◆ Problem to work on: Update these lines by changing every "snow-covered ground" to "icy pavement" and keeping everything else the same. Leave the pictures out of your answer.

◆ Record excerpts:
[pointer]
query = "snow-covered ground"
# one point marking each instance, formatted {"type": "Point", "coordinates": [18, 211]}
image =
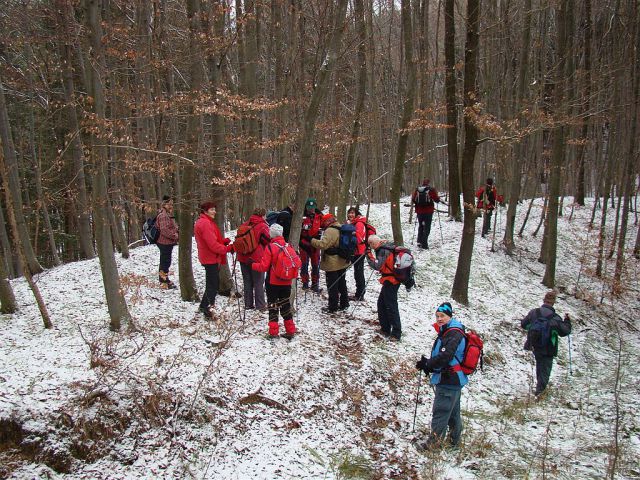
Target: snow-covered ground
{"type": "Point", "coordinates": [179, 397]}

◆ The reply:
[pointer]
query = "icy pavement"
# one point marking each instance, formatted {"type": "Point", "coordinates": [18, 211]}
image =
Target: icy pavement
{"type": "Point", "coordinates": [179, 397]}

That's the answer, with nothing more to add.